#### EXCERPT TO READ
--- begin ---

MAGNN ( Multi-Scale Adaptive GNN ) for MTS Forecasting (2022)

Abstract
Introduction
Related Works
1. Graph Learning for MTS
Preliminaries
1. Problem Formulation
2. GNN
Methodology
1. Framework
2. Multi-scale Pyramid Network
3. Adaptive Graph Learning
4. Multi-scale Temporal GNN
5. Scale-wise Fusion
6. Output module & Objective function

0. Abstract

Backgound

need to consider both complex intra-variable & inter-variable dependencies
multi-scale temporal patterns in many real-world MTS

MAGNN

Multi-Scale Adaptive GNN

Multi-scale pyramid network
- preserve the underlying temporal dependencies at different time scale
Adaptive graph learning module
- to infer the scale specific inter-variable dependencies
With (1) & (2)
- (1) multi-scale feature representation
- (2) scale-specific inter-variable dependencies
use MAGNN to jointly model “inter” & “intra” variable dependencies
Scale-wise fusion module
- collaboration across different time scales
- automatically capture the importance of contributed temporal patterns

1. Introduction

Exisiting works

(1) only consider temporal dependencies on a SINGLE time scale

(reality) daily / weekly /monthly …
ex) Power Consumption
- mixture of SHORT & LONG term repeating patterns
  
  ( = multi-scale temporal patterns )

--- end ---

#### TASK A
Sum up the MAGNN notes in two sentences.
#### TASK B
In the MAGNN notes, what is the adaptive graph learning module for?

#### DATA LISTING
--- begin ---

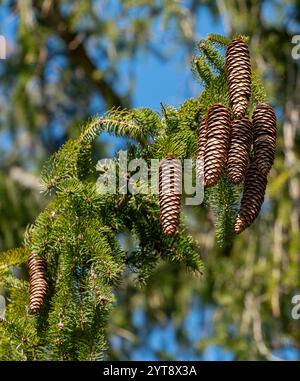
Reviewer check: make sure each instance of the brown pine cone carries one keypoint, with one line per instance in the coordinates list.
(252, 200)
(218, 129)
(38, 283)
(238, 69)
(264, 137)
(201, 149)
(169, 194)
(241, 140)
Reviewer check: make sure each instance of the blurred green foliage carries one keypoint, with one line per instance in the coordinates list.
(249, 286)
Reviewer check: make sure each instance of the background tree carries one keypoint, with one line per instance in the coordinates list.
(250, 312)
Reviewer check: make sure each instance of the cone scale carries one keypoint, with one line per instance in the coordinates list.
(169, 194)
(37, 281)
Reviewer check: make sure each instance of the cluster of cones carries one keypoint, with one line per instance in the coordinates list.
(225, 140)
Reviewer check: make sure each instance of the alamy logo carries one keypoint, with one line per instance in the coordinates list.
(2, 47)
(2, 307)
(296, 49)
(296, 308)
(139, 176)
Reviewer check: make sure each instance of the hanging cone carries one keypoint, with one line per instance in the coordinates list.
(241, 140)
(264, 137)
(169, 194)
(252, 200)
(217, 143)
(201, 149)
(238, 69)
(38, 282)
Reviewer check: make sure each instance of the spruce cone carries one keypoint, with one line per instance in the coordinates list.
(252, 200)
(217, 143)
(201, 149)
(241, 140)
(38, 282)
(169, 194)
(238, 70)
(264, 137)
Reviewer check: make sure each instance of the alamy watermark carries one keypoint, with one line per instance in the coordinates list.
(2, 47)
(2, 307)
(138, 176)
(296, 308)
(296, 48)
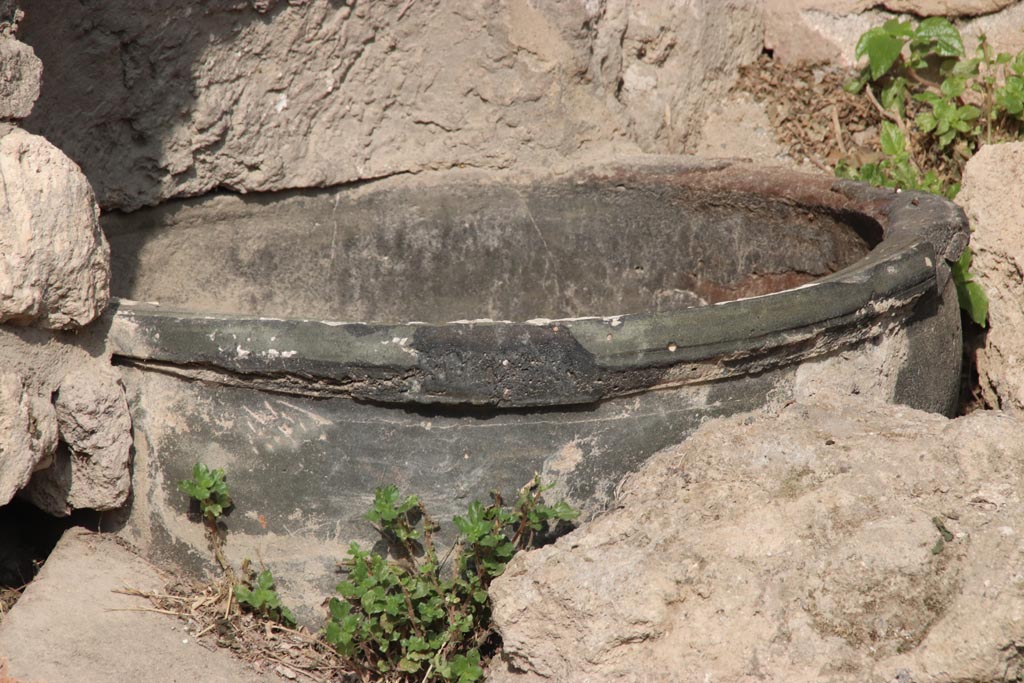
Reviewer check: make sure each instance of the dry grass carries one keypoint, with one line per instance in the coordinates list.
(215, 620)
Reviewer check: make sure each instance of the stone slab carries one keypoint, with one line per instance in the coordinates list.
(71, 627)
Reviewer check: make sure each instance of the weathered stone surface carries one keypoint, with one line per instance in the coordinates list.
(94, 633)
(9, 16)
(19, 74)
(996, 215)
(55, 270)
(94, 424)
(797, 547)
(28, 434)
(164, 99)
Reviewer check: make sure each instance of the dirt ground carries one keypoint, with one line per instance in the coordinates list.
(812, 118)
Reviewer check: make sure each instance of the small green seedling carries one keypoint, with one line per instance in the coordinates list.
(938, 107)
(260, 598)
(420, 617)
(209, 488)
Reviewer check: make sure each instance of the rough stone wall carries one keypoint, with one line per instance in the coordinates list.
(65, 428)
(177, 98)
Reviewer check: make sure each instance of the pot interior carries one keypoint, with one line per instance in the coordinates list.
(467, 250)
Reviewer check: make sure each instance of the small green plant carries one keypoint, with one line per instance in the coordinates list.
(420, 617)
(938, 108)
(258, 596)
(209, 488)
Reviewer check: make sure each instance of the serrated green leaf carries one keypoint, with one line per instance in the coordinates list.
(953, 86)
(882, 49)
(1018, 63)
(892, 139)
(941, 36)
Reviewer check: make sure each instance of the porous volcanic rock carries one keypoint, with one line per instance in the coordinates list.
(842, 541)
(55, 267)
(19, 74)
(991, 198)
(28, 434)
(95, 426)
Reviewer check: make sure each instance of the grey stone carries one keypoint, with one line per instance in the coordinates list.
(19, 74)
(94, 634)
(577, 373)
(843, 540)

--- end ---

#### RESPONSE A
MAGNN, a multi-scale adaptive GNN for MTS forecasting, uses a multi-scale pyramid network to keep temporal dependencies at different time scales and an adaptive graph learning module to infer scale-specific inter-variable dependencies, while a scale-wise fusion module lets the time scales work together and captures the importance of the temporal patterns. Existing works consider temporal dependencies on only a single time scale, but real series such as power consumption mix short- and long-term repeating patterns.

#### RESPONSE B
It infers the scale-specific inter-variable dependencies.